Starting with the line that contains "task: outline the tree trunk", set down each line through the end of the entries below, exactly and with nothing added.
-- Start of Data excerpts --
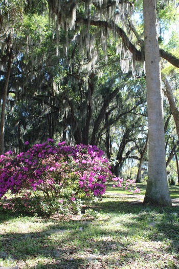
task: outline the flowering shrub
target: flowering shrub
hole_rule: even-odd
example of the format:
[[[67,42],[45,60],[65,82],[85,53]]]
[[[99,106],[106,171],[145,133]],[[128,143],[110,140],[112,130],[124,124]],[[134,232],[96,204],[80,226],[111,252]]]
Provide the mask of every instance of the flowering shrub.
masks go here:
[[[55,145],[50,139],[17,155],[8,152],[0,156],[0,198],[9,191],[18,194],[24,206],[33,211],[30,198],[40,192],[43,198],[38,203],[44,212],[78,212],[82,197],[101,197],[109,182],[123,187],[122,179],[113,178],[103,155],[96,146]],[[125,188],[133,183],[128,181]]]

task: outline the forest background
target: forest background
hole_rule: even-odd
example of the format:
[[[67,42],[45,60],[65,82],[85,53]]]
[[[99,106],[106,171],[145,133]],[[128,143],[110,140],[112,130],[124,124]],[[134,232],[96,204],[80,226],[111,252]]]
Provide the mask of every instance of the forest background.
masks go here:
[[[142,1],[12,0],[0,9],[1,153],[18,153],[26,141],[48,138],[96,145],[113,161],[116,175],[146,180]],[[167,171],[175,184],[178,4],[158,1],[156,17]]]

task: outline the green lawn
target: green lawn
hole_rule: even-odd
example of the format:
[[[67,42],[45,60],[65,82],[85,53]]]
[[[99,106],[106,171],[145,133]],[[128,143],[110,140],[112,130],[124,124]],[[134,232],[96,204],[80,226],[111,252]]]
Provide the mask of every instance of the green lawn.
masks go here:
[[[179,198],[178,186],[170,190]],[[179,206],[144,205],[131,194],[107,191],[95,218],[2,213],[0,268],[178,268]]]

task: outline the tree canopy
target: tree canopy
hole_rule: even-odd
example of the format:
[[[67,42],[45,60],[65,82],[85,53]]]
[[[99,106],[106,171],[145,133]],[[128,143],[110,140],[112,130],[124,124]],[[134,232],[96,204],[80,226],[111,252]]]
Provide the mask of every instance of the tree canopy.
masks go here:
[[[127,164],[140,164],[137,178],[144,177],[148,124],[142,1],[12,0],[0,9],[2,99],[6,81],[8,86],[2,107],[5,151],[47,138],[96,145],[115,160],[117,175]],[[165,152],[177,162],[178,7],[158,2],[156,15]]]

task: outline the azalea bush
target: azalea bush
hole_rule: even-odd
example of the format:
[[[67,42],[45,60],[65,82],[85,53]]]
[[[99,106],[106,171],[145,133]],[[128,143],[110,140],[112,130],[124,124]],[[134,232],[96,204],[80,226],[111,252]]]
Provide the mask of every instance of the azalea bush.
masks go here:
[[[25,152],[1,156],[0,198],[6,199],[9,192],[18,195],[14,208],[24,206],[29,212],[79,213],[83,199],[101,198],[109,182],[126,189],[133,185],[130,180],[124,185],[110,169],[104,152],[96,146],[56,145],[49,139]]]

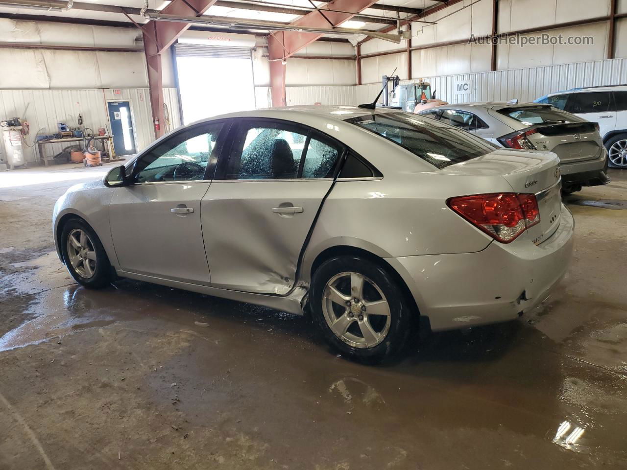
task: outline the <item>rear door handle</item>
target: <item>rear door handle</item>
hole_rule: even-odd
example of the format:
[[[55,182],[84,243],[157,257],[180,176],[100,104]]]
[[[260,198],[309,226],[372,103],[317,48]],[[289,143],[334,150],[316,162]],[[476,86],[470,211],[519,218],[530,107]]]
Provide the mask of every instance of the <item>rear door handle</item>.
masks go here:
[[[194,207],[173,207],[170,212],[172,214],[191,214],[194,212]]]
[[[302,211],[302,207],[295,207],[293,206],[287,207],[274,207],[272,209],[272,212],[277,214],[300,214]]]

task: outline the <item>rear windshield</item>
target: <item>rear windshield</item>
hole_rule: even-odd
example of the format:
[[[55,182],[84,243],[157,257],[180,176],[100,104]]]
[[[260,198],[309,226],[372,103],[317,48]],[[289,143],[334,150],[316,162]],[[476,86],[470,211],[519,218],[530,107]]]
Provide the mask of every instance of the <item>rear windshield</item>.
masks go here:
[[[515,119],[525,125],[557,124],[561,122],[579,122],[570,113],[548,106],[529,106],[525,108],[505,108],[500,114]]]
[[[373,114],[346,122],[385,137],[440,169],[497,148],[468,132],[410,113]]]

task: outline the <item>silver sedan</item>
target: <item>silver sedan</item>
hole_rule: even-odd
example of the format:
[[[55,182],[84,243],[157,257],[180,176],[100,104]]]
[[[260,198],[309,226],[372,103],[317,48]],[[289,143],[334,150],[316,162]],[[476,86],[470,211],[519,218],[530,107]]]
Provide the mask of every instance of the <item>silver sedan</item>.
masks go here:
[[[551,150],[559,157],[565,192],[609,183],[599,125],[551,105],[488,102],[445,105],[420,113],[508,149]]]
[[[514,319],[566,271],[557,156],[498,149],[390,109],[216,117],[57,202],[79,283],[128,278],[302,314],[374,362],[416,338]],[[416,321],[419,320],[419,321]]]

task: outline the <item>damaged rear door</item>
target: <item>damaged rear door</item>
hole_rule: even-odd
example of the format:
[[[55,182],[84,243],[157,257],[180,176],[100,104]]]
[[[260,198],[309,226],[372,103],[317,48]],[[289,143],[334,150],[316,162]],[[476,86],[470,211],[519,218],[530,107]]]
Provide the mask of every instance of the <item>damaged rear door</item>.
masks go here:
[[[344,149],[279,120],[233,127],[201,207],[211,285],[286,294]]]

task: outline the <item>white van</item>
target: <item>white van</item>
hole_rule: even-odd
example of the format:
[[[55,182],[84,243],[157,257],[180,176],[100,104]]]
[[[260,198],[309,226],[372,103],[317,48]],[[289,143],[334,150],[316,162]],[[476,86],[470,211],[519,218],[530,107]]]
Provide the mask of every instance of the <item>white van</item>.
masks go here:
[[[609,166],[627,168],[627,85],[572,88],[539,98],[586,120],[599,123]]]

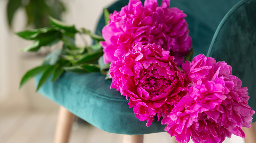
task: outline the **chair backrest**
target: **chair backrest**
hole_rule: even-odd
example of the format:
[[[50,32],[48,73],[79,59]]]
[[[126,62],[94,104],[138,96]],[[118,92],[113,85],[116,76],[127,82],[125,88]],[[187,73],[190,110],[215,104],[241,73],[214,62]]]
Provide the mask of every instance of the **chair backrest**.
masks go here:
[[[177,7],[187,15],[185,19],[189,25],[194,50],[193,56],[200,54],[206,55],[212,37],[220,23],[226,14],[240,0],[171,0],[171,7]],[[144,2],[144,0],[141,0]],[[158,0],[160,5],[162,0]],[[113,13],[120,11],[128,4],[129,0],[117,1],[108,8]],[[96,30],[101,32],[105,22],[103,15]]]
[[[221,22],[207,56],[225,61],[233,75],[247,87],[249,105],[256,110],[256,0],[243,0],[235,6]],[[253,116],[256,121],[256,115]]]

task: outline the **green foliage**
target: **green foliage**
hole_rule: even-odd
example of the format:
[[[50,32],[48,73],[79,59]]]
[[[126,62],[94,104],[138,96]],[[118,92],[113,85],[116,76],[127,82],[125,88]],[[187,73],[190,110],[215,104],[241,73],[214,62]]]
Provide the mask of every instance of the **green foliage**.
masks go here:
[[[42,66],[31,70],[25,74],[21,82],[20,87],[40,74],[42,75],[37,90],[51,76],[52,81],[56,80],[65,71],[77,73],[100,71],[98,60],[103,52],[98,41],[103,40],[102,37],[91,33],[83,28],[79,31],[73,25],[67,24],[52,17],[49,18],[51,25],[49,26],[17,33],[23,39],[34,41],[31,45],[22,50],[24,52],[36,52],[41,48],[47,48],[59,41],[63,44],[62,46],[46,56]],[[79,48],[75,44],[75,34],[87,35],[95,40],[96,44]]]
[[[7,13],[10,27],[15,12],[22,8],[26,10],[27,25],[32,25],[36,28],[50,25],[49,15],[60,19],[61,14],[66,10],[60,0],[8,0]]]
[[[104,8],[104,19],[105,20],[105,24],[107,25],[108,24],[109,21],[109,15],[110,14],[107,8]]]
[[[20,84],[20,88],[30,79],[36,75],[43,72],[48,66],[48,65],[43,65],[37,67],[27,72],[21,79]]]

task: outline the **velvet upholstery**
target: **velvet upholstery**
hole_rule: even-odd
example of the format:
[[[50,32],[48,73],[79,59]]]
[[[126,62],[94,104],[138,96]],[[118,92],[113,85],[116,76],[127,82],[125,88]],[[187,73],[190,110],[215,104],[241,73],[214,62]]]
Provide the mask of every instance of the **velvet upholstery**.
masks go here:
[[[226,15],[214,34],[207,54],[232,67],[232,74],[247,87],[248,104],[256,110],[256,0],[245,0]],[[253,116],[256,121],[256,115]]]
[[[218,24],[239,1],[171,1],[171,7],[178,7],[187,15],[186,19],[193,40],[194,56],[200,53],[206,54]],[[118,1],[110,6],[109,10],[111,12],[114,9],[119,10],[128,3],[127,0]],[[104,22],[101,18],[98,30],[101,30]],[[165,126],[160,121],[155,120],[147,127],[146,121],[141,121],[136,118],[125,97],[115,89],[110,89],[111,81],[104,78],[99,73],[76,74],[65,72],[55,82],[48,81],[39,92],[94,126],[109,132],[132,135],[164,131]]]

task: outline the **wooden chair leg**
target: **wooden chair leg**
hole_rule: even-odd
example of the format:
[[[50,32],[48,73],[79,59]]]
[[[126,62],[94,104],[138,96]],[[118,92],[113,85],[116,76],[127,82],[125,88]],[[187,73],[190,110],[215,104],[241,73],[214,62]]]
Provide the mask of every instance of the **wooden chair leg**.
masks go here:
[[[242,128],[245,135],[245,143],[256,143],[256,123],[254,122],[251,124],[250,128]]]
[[[60,106],[55,130],[54,143],[67,143],[75,118],[74,114]]]
[[[123,135],[122,143],[143,143],[144,135]]]

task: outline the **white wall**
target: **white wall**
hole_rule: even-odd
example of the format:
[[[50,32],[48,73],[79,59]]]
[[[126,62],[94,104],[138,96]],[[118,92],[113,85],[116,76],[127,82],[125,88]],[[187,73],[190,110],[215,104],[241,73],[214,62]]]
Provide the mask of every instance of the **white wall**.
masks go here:
[[[5,16],[6,1],[0,1],[0,101],[3,100],[4,95],[7,92],[8,85],[7,76],[7,53],[8,49],[6,40],[8,35],[8,29],[5,27],[6,21],[3,20]]]
[[[20,49],[31,42],[21,39],[9,30],[6,18],[6,1],[0,0],[0,104],[7,100],[12,101],[13,104],[27,104],[32,101],[34,102],[35,100],[31,100],[28,95],[31,94],[29,91],[34,90],[34,87],[31,87],[33,83],[31,81],[19,91],[19,82],[25,72],[40,64],[42,59],[24,58],[26,55],[20,51]],[[116,0],[63,1],[67,7],[67,11],[63,15],[64,21],[75,24],[76,27],[83,27],[93,31],[103,8]],[[26,18],[24,9],[19,9],[14,18],[13,31],[27,29],[25,27]],[[77,42],[78,44],[83,44],[80,39]],[[91,41],[88,40],[88,42]]]

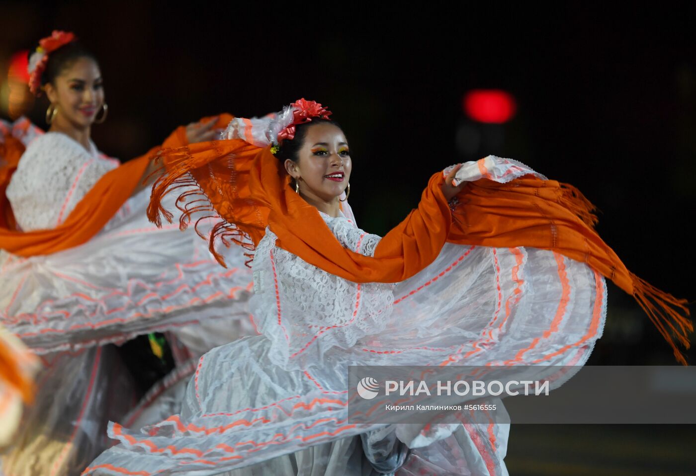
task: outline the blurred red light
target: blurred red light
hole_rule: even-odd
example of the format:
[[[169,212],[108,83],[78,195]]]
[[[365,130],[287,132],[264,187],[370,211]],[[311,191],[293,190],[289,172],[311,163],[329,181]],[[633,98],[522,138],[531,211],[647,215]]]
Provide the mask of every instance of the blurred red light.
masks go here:
[[[500,89],[474,89],[464,95],[464,112],[480,122],[503,124],[515,115],[515,98]]]
[[[29,66],[29,51],[24,50],[12,55],[7,74],[9,77],[23,83],[29,82],[29,72],[26,70]]]

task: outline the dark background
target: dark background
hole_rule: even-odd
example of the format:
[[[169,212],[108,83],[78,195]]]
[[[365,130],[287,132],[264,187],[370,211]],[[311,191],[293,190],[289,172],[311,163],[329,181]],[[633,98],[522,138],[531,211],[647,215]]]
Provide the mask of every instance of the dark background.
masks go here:
[[[350,201],[361,228],[381,234],[398,223],[438,169],[512,157],[582,190],[601,210],[599,232],[630,270],[696,298],[688,231],[696,35],[688,3],[615,12],[579,3],[552,12],[469,2],[432,11],[420,3],[1,5],[0,81],[12,53],[54,29],[75,32],[96,54],[109,116],[93,135],[109,154],[126,160],[202,116],[261,116],[303,97],[328,106],[351,143]],[[511,93],[515,117],[503,126],[468,121],[462,97],[478,88]],[[47,106],[42,98],[28,112],[39,125]],[[475,152],[458,151],[464,124],[484,138]],[[590,363],[676,363],[635,301],[610,285]],[[685,425],[513,425],[507,461],[512,475],[693,474],[695,443]]]

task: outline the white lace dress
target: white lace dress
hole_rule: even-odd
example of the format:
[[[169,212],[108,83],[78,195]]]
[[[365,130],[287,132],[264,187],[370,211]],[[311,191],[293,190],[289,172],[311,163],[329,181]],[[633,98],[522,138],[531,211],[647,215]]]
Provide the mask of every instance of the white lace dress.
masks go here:
[[[59,225],[118,166],[93,144],[88,151],[62,134],[33,138],[6,191],[19,227]],[[220,267],[193,230],[149,223],[148,203],[146,189],[70,249],[31,257],[0,250],[0,323],[45,364],[37,401],[1,458],[4,474],[78,474],[105,447],[109,420],[123,421],[134,408],[129,420],[145,424],[177,411],[175,385],[184,388],[198,356],[256,333],[251,272],[241,251],[226,253],[228,267]],[[136,406],[133,382],[105,344],[156,331],[174,338],[181,365]]]
[[[532,172],[487,160],[491,180]],[[322,216],[345,247],[374,252],[379,237],[345,217]],[[180,414],[139,431],[111,424],[120,444],[85,474],[361,474],[353,464],[364,462],[359,456],[369,457],[370,445],[363,441],[356,450],[351,437],[392,431],[411,449],[397,475],[506,475],[509,425],[498,423],[506,415],[499,400],[489,424],[356,423],[348,418],[355,392],[347,366],[457,372],[464,364],[505,363],[516,375],[534,365],[553,388],[570,374],[554,379],[552,366],[582,365],[602,333],[603,278],[553,251],[447,244],[405,281],[357,284],[276,246],[275,238],[267,230],[253,262],[251,309],[263,335],[204,355]]]

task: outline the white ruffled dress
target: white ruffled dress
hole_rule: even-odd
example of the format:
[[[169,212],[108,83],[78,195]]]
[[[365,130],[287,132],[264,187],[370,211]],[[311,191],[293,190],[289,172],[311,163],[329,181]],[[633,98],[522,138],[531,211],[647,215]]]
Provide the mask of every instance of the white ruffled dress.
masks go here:
[[[535,173],[485,161],[493,180]],[[457,177],[480,178],[472,165]],[[374,253],[379,237],[322,216],[344,246]],[[110,424],[120,444],[84,474],[370,474],[388,435],[410,448],[397,475],[505,475],[509,425],[496,415],[487,425],[349,421],[347,366],[535,365],[544,378],[551,366],[583,365],[603,328],[604,278],[554,251],[447,244],[405,281],[357,284],[275,239],[267,229],[253,264],[251,310],[262,335],[205,354],[180,414],[139,431]]]
[[[26,150],[6,191],[24,231],[62,223],[118,166],[93,144],[88,151],[63,134],[35,136],[23,138]],[[106,447],[109,420],[133,411],[132,422],[145,424],[177,411],[175,384],[183,388],[198,356],[256,333],[242,253],[226,253],[225,269],[194,230],[157,228],[145,214],[149,195],[129,198],[79,246],[31,257],[0,250],[0,324],[45,364],[22,433],[1,457],[6,476],[79,473]],[[168,331],[180,365],[136,406],[139,391],[106,344],[153,331]],[[168,392],[175,397],[161,397]]]

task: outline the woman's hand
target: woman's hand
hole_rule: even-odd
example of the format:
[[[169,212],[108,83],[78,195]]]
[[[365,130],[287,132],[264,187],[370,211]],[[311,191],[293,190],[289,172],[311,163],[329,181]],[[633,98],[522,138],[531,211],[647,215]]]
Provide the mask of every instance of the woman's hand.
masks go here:
[[[189,144],[205,142],[219,138],[221,129],[214,127],[218,117],[214,117],[207,122],[191,122],[186,127],[186,138]]]
[[[448,202],[452,200],[454,196],[461,191],[461,189],[464,188],[464,185],[466,184],[466,182],[461,182],[461,183],[457,187],[452,184],[452,182],[454,180],[454,175],[457,175],[457,171],[461,168],[462,165],[462,164],[459,164],[454,166],[454,168],[452,169],[450,173],[448,174],[447,177],[445,179],[445,183],[442,184],[442,193]]]

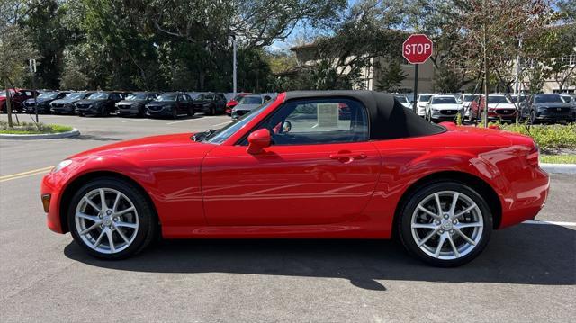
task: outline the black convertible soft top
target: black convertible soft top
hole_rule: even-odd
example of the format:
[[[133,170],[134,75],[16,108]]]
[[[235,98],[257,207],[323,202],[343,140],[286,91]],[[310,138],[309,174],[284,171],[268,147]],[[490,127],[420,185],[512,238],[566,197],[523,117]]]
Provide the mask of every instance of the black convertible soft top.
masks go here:
[[[434,135],[446,131],[400,104],[394,95],[374,91],[293,91],[286,92],[285,101],[309,98],[347,98],[359,101],[368,110],[370,139],[392,139]]]

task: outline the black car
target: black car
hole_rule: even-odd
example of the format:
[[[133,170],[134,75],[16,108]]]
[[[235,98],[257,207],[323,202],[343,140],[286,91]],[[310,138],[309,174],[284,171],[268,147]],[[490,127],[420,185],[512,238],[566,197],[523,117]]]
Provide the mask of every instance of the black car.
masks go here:
[[[76,113],[80,116],[106,116],[116,111],[116,103],[123,100],[120,92],[94,92],[85,100],[75,103]]]
[[[143,117],[146,112],[145,105],[160,95],[158,93],[137,92],[126,96],[116,103],[116,114],[120,116],[135,115]]]
[[[166,116],[176,119],[180,115],[194,114],[194,102],[190,95],[183,93],[165,93],[146,104],[146,115]]]
[[[522,116],[532,124],[542,121],[573,122],[576,120],[576,109],[565,103],[560,94],[531,94],[522,104]]]
[[[75,103],[90,96],[94,92],[72,92],[62,99],[54,100],[50,103],[50,112],[54,114],[74,114]]]
[[[69,92],[44,92],[34,99],[28,99],[24,101],[24,108],[28,113],[35,113],[36,106],[38,106],[38,113],[50,113],[50,103],[58,99],[64,98]]]
[[[194,110],[207,115],[226,112],[226,97],[221,93],[203,93],[194,99]]]

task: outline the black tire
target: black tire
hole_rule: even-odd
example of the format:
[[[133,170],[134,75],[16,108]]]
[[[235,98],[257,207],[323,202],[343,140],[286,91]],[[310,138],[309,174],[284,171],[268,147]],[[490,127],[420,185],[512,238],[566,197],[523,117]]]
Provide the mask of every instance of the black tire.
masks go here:
[[[138,213],[139,227],[134,240],[125,249],[113,254],[101,253],[87,246],[80,238],[75,221],[76,209],[80,201],[87,193],[99,188],[111,188],[121,192],[131,201]],[[124,259],[140,253],[156,238],[158,231],[156,211],[141,191],[130,182],[112,177],[92,180],[77,190],[68,206],[68,223],[74,240],[88,254],[109,260]]]
[[[455,259],[439,259],[429,256],[418,246],[415,238],[412,235],[411,220],[418,203],[431,194],[443,191],[454,191],[461,194],[465,194],[476,203],[482,217],[483,227],[479,238],[480,240],[467,254]],[[484,199],[476,191],[465,184],[452,180],[436,181],[416,190],[408,196],[405,201],[406,202],[400,207],[400,212],[398,213],[399,219],[396,228],[398,237],[410,254],[425,263],[438,267],[455,267],[464,265],[478,256],[490,240],[492,231],[492,214],[486,203],[486,201],[484,201]],[[446,232],[446,235],[447,234],[448,232]],[[436,238],[436,234],[435,234],[430,240]],[[452,237],[453,238],[455,238],[457,236],[453,235]],[[446,241],[443,246],[446,246],[448,242]],[[449,245],[447,247],[449,247]]]

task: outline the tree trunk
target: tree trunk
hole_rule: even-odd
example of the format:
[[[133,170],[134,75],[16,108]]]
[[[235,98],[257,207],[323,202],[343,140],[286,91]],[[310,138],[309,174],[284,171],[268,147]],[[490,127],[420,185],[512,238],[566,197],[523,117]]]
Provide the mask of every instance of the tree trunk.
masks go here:
[[[6,88],[6,113],[8,113],[8,128],[12,128],[14,127],[12,123],[12,97],[10,96],[10,87],[8,86],[8,80],[4,80],[4,85]]]
[[[484,0],[484,12],[486,12],[486,1]],[[486,34],[486,22],[483,25],[484,28],[484,118],[482,124],[484,128],[488,127],[488,35]]]

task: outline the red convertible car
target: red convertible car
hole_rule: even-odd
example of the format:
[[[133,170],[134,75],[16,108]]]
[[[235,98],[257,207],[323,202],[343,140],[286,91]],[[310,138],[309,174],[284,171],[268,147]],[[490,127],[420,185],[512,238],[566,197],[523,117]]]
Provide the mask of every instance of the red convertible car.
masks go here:
[[[340,113],[342,107],[349,112]],[[284,93],[201,133],[72,156],[41,184],[48,226],[118,259],[166,238],[390,238],[438,266],[534,219],[549,178],[522,135],[435,125],[390,94]]]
-- End of Data excerpts --
--- Written answer ---
task: outline the tree trunk
target: tree trunk
hole_rule: even-odd
example of the format:
[[[133,170],[134,75],[16,108]]]
[[[235,98],[257,207],[323,202],[343,140],[286,91]],[[310,138],[309,174],[284,171],[268,147]],[[490,127],[420,185],[512,238],[566,197],[523,117]]]
Provide the mask of every instance of the tree trunk.
masks go here:
[[[6,88],[6,113],[8,113],[8,128],[12,128],[14,127],[12,123],[12,97],[10,96],[10,87],[8,86],[8,80],[4,80],[4,85]]]
[[[484,0],[484,12],[486,12],[486,1]],[[486,34],[486,22],[483,25],[484,28],[484,118],[482,124],[484,128],[488,127],[488,35]]]

task: outline the red convertible car
target: red convertible car
hole_rule: even-odd
example of the format:
[[[133,170],[134,75],[16,108]]]
[[[235,98],[257,207],[323,202],[343,140],[286,91]],[[310,138],[309,174],[284,171],[268,147]],[[490,127],[420,185],[512,238],[566,197],[523,117]]]
Provide the mask of every instance of the red convertible car.
masks go here:
[[[340,113],[342,107],[349,112]],[[284,93],[201,133],[72,156],[41,184],[48,226],[118,259],[166,238],[390,238],[438,266],[534,219],[549,178],[522,135],[435,125],[390,94]]]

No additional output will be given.